Справка: Сергей Якушин — владелец новосибирского крематория, основатель музея погребальной культуры, вице-президент международного Союза похоронных организаций. Родился 9.06.1953 в Кемерово. По специальности — филолог (НГПУ). Разведен. Двое детей, двое внуков.
Карьера, работа и деньги
Вы были основателем «Сибирской ярмарки», но потом ее продали. Трезвый расчет?
Это была случайность. Но одновременно и закономерность. За 20 лет управления выставочным делом я провел тысячи выставок, выступлений на сцене, пресс-конференций… Приемы и общения с таким количеством людей было настолько разрушительным для моей психики, что я понимал — надо заканчивать. И однажды в Гамбурге я получил от своего партнера предложение продать «Сибирскую ярмарку» английской фирме.
Говорили, вас обманули с оплатой. Деньги вернули?
Да, в течение 2-х лет все разрешилось. Нам недоплатили, мы подали в суд и выиграли. Мой партнер повел себя не очень порядочно.
Из сегодняшних ваших проектов что больше всего греет сердце?

☆ ☆ ☆ ☆ ☆

Задания>
- 1) Выпишите из интервью с Сергеем Якушиным всё от слов «Это была случайность.» и до слов «всего греет сердце?».
- 2) Где, согласно интервью с Сергеем Якушиным, он получил от партнера предложение продать «Сибирскую ярмарку»?
Материал далее взят из другого источника.

Имеющиеся данные>
☆ ☆ ☆ ☆ ☆

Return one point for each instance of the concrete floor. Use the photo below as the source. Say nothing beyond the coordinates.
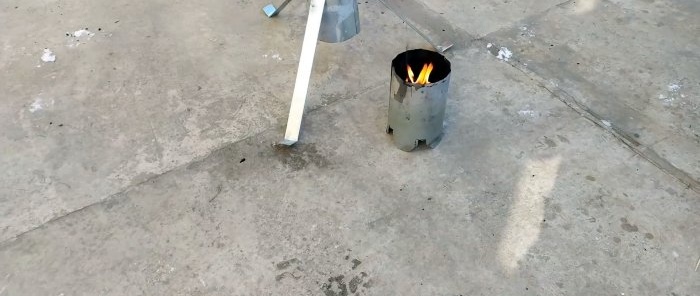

☆ ☆ ☆ ☆ ☆

Ответы по заданиям>
- 1)
Это была случайность. Но одновременно и закономерность. За 20 лет управления выставочным делом я провел тысячи выставок, выступлений на сцене, пресс-конференций… Приемы и общения с таким количеством людей было настолько разрушительным для моей психики, что я понимал — надо заканчивать. И однажды в Гамбурге я получил от своего партнера предложение продать «Сибирскую ярмарку» английской фирме.
Говорили, вас обманули с оплатой. Деньги вернули?
Да, в течение 2-х лет все разрешилось. Нам недоплатили, мы подали в суд и выиграли. Мой партнер повел себя не очень порядочно.
Из сегодняшних ваших проектов что больше всего греет сердце?

- 2) В Гамбурге.